From the excerpt on Army biodefense research, return the passage from "Novick, a professor" to "ineffective against it." word for word.

------ Page excerpt

Military Institute of Infectious Diseases at Ft. Detrick " with a new

laboratory that would be a component of a biodefense campus operated

by several agencies. " The Army told AP the laboratory is intended to

continue research solely for defense against biological threats.

> Undercutting the argument U.S. research is for " defensive "

purposes is the fact government scientists have been creating new

strains of pathogens for which there is no known cure. Richard

Novick, a professor of microbiology at New York University, has

stated, " I cannot envision any imaginable justification for changing

the antigenicity of anthrax as a defensive measure. " Changing a

pathogen's antigenicity means altering its basic structure so that

existing vaccines will prove ineffective against it.

------------
------ Raw data

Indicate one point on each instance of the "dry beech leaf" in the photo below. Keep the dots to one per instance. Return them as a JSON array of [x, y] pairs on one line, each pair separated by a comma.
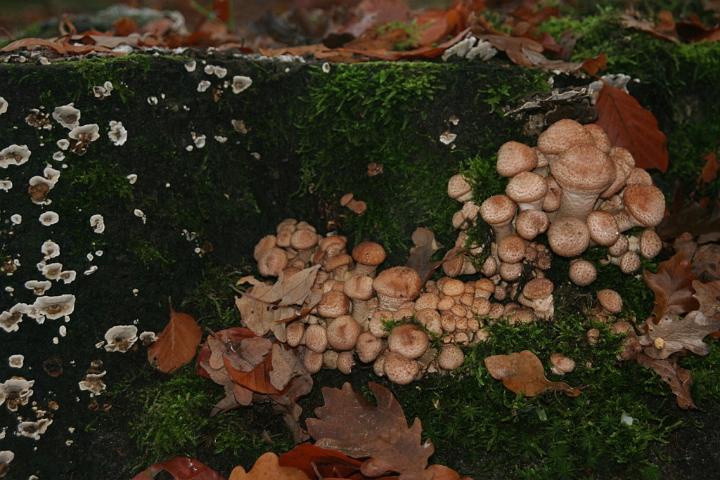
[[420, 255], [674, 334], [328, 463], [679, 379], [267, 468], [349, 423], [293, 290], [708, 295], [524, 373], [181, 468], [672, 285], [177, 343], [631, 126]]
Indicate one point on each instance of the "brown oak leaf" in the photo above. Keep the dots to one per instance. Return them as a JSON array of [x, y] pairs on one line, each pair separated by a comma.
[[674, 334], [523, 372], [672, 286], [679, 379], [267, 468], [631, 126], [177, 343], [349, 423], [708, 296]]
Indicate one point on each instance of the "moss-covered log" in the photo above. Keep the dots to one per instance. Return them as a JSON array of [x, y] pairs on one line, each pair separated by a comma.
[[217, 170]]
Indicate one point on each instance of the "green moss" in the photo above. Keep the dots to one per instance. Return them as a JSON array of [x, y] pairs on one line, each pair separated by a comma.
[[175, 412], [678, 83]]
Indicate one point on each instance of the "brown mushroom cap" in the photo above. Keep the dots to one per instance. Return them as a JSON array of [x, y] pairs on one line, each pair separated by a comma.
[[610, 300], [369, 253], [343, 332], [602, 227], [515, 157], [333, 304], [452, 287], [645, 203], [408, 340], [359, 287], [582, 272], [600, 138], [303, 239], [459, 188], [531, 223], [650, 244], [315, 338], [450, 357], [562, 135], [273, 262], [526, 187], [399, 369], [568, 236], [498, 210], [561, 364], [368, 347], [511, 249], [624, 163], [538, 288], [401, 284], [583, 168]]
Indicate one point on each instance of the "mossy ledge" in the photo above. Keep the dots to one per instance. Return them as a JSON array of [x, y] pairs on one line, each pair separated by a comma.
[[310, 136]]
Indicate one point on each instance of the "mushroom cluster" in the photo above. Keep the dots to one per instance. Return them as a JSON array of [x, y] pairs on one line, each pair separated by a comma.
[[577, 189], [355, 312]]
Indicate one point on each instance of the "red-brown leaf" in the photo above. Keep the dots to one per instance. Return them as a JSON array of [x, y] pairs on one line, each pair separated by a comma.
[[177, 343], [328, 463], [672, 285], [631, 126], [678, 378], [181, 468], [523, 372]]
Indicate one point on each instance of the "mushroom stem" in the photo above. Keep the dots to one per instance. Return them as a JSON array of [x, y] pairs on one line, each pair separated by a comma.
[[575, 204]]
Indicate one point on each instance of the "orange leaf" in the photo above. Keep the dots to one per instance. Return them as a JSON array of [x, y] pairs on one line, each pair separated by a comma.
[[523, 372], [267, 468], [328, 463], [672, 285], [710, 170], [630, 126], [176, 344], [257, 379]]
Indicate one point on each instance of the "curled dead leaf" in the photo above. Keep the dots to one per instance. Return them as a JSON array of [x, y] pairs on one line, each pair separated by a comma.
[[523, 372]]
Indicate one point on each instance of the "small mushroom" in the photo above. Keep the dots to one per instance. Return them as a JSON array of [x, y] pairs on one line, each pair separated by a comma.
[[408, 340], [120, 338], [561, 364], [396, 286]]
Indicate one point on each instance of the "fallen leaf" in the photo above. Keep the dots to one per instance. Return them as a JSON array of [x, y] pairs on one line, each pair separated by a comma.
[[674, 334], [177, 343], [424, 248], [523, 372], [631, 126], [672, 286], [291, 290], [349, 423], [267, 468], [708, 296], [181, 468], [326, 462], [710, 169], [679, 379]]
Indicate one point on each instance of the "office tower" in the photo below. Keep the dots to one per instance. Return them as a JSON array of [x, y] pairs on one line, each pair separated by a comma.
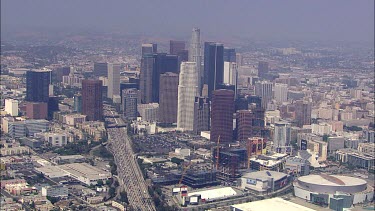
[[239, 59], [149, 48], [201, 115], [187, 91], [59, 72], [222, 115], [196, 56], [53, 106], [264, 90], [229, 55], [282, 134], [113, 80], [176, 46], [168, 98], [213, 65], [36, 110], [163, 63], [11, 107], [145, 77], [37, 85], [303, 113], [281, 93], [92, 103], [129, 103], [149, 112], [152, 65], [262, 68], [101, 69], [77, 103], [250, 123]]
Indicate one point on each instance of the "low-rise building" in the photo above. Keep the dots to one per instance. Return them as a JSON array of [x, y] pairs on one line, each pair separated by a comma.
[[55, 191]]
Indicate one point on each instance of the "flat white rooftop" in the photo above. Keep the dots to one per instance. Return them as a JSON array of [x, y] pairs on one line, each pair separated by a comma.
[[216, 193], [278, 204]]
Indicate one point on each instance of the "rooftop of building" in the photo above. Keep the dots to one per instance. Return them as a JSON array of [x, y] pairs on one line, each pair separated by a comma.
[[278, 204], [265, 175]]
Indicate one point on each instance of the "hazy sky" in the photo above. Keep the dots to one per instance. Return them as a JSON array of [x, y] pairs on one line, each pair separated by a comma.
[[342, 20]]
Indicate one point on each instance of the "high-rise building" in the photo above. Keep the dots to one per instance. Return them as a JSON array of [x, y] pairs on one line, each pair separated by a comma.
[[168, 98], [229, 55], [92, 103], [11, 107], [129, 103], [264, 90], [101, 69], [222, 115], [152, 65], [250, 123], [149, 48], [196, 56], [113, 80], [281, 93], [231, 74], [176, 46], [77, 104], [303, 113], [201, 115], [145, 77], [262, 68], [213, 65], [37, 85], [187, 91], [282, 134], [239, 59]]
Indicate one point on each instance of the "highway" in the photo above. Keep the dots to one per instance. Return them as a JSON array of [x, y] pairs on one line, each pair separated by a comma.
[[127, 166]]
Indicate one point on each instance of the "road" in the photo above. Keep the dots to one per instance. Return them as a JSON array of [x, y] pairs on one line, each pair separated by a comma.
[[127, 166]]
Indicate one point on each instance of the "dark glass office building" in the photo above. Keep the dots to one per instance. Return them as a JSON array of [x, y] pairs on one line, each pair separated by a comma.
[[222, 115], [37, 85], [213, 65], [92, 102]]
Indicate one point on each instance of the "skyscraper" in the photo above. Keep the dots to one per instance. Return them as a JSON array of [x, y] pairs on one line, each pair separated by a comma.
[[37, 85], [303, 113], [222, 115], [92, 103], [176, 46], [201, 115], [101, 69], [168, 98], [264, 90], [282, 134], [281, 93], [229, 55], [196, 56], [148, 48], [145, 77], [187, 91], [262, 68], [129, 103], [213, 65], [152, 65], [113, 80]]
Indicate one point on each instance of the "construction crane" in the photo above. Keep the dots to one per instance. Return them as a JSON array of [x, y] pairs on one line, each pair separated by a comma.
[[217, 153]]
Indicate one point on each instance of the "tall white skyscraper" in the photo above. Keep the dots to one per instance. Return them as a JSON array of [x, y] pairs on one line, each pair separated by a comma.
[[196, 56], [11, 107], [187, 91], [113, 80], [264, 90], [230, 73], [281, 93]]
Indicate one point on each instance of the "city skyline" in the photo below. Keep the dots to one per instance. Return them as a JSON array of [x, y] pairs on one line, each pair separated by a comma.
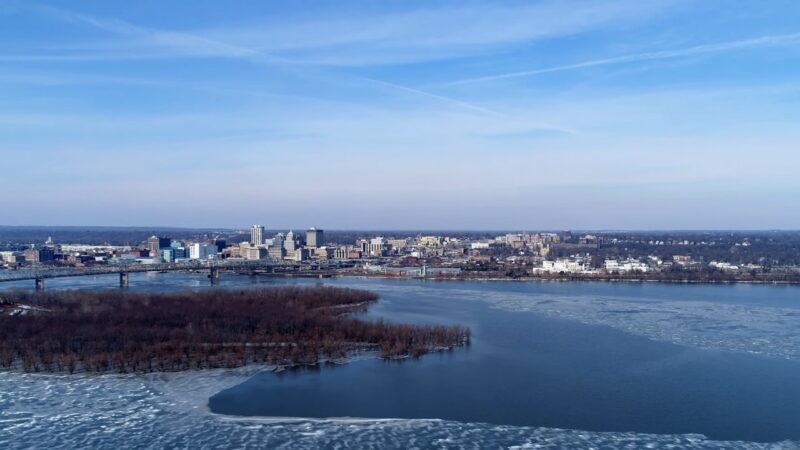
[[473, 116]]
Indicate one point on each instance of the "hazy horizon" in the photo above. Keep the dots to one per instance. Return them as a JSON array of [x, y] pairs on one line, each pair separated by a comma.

------------

Response to this exercise =
Novick, a professor of microbiology at New York University, has

stated, " I cannot envision any imaginable justification for changing

the antigenicity of anthrax as a defensive measure. " Changing a

pathogen's antigenicity means altering its basic structure so that

existing vaccines will prove ineffective against it.